## ИСХОДНЫЙ ТЕКСТ

+ + + + + + +

Десять лет со дня смерти Кормильцева — повод, чтобы вспомнить про него. Перед глазами до сих пор стоит наша последняя встреча. Это 2006 год, за несколько месяцев до отъезда Ильи в Англию. Я примчался к нему на Сухаревку с только что написанными главами из «Хедлайнеров». Хотел узнать мнение, волновался. Мы в тот вечер общались недолго, поскольку у Кормильцева побаливала спина. О своем страшном заболевании (рак позвоночника) он тогда даже не догадывался. Просто не думал в этом направлении. Не хотел думать.
Уже в дверях Илья подарил свою книгу стихов «Никто из ниоткуда», а также автобиографию Майлса Дэвиса, выпущенную его издательством «Ультра.Культура».
Буквально на следующее утро он перезвонил. Признался, что главы ему понравились, и предложил напечатать «Хедлайнеров», как он выразился, «у себя». Я поблагодарил, но скорее из вежливости, поскольку слабо представлял себе (к своему нынешнему стыду), чем именно занимается «Ультра.Культура».
Больше мы не виделись.
Известие о смерти застало меня в Северной Африке, где я планировал дописать «Хедлайнеров». В итоге поменял концепцию и закончил книгу главой про Илью. Потом были организация и проведение концерта его памяти, который журналисты дружно обосрали. И пусть спустя десять лет это останется на их совести. Кормильцеву уже не тепло и не холодно, а российские масс-медиа он недолюбливал всегда.
Помню, что вместе с Олегом Сакмаровым мы сделали тогда все, что могли. Плакат от того вечера в клубе «Б2» сохранился у меня до сих пор, и от него идут исключительно теплые флюиды.

+ + + + + + +

## ПРЕДОСТАВЛЕННЫЕ ДАННЫЕ
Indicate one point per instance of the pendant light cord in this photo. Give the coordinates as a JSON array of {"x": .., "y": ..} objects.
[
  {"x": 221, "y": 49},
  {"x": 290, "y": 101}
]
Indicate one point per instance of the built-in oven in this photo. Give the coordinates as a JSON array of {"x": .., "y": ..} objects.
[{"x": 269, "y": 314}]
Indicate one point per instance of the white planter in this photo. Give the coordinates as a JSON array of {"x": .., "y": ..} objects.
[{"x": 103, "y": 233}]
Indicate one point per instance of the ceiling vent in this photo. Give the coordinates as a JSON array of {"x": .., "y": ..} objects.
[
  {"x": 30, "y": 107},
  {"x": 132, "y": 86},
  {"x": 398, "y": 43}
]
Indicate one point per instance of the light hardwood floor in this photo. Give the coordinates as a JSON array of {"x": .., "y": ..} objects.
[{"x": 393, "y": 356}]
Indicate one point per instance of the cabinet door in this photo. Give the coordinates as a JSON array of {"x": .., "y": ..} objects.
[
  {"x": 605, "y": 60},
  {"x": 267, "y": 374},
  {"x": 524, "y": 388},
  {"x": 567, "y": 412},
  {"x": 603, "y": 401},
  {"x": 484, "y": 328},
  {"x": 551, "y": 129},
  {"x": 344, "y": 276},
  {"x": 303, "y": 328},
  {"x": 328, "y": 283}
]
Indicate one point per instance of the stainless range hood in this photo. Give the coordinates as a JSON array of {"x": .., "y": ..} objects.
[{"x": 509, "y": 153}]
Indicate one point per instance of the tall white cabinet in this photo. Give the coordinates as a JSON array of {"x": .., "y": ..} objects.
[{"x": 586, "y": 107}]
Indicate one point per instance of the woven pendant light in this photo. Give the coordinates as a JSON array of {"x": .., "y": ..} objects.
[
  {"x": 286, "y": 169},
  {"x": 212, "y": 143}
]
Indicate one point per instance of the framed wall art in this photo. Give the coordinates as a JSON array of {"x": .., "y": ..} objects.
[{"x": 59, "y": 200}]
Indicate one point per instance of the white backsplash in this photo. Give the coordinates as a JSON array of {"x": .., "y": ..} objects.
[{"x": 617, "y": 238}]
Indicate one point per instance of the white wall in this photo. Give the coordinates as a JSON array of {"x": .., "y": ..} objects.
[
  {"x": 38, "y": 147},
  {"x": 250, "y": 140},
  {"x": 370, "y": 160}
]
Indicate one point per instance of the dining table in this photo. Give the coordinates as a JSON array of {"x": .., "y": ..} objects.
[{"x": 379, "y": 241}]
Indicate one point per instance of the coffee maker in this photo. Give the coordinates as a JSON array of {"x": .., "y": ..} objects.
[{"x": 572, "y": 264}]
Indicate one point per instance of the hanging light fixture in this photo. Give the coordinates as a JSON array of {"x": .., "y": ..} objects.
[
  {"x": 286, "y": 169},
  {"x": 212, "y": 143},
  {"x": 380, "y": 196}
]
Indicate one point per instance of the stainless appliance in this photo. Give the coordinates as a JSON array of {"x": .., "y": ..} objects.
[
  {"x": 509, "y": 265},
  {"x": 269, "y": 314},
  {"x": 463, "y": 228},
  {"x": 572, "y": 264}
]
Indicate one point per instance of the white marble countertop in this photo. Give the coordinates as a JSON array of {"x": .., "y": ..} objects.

+ + + + + + +

## ЗАДАНИЯ
(1) Повторите слово в слово фрагмент воспоминаний о Кормильцеве. Начните с места, где стоят слова «Буквально на следующее», и остановитесь после слов «он недолюбливал всегда.».
(2) Продолжите воспоминания о Кормильцеве, начав сразу после последнего приведенного в них предложения.

## ОЖИДАЕМЫЕ ОТВЕТЫ
(1)
Буквально на следующее утро он перезвонил. Признался, что главы ему понравились, и предложил напечатать «Хедлайнеров», как он выразился, «у себя». Я поблагодарил, но скорее из вежливости, поскольку слабо представлял себе (к своему нынешнему стыду), чем именно занимается «Ультра.Культура».
Больше мы не виделись.
Известие о смерти застало меня в Северной Африке, где я планировал дописать «Хедлайнеров». В итоге поменял концепцию и закончил книгу главой про Илью. Потом были организация и проведение концерта его памяти, который журналисты дружно обосрали. И пусть спустя десять лет это останется на их совести. Кормильцеву уже не тепло и не холодно, а российские масс-медиа он недолюбливал всегда.

(2)
Интересно играть звуками, играть мирами.
До этого мы общались с Ильей больше десяти лет. Точной даты знакомства не помню. По крайней мере, одно из первых интервью с ним датируется осенью 1995 года. Вскоре мы выпустили в соавторстве книгу «Введение в наутилусоведение» (успешно) и нагло мечтали издавать в России журнал Q (безуспешно). В самом начале нулевых пытались делать несколько проектов — начиная от коллаборации с Максом Фадеевым по группе Total и заканчивая моим символическим участием в редколлегии его книжной серии «Альтернатива».
Было много щемящих моментов — совместные дни рождения, ночные разговоры, походы на концерты, обмен книгами, пластинками, написание рецензий на них. Отдельные нетонущие истории — делегирование в группу «Мумий Тролль» уральского гитариста Юрочки Цалера + сделанные Ильей по моей просьбе несколько интервью для «100 магнитоальбомов советского рока».
Когда-то давно он подарил мне свой архив по «Наутилусу» и шикарную фотокнижку-буклет с записи альбома «Пятнашка» группы «Урфин Джюс». Позднее Илья Валерьевич продюсировал написание моих текстов для буклетов из серии «золотые альбомы “Наутилуса”». Иногда он писал эти тексты сам под псевдонимом «Лемке» — так, кажется, звали его немецкую прабабушку-оппортунистку.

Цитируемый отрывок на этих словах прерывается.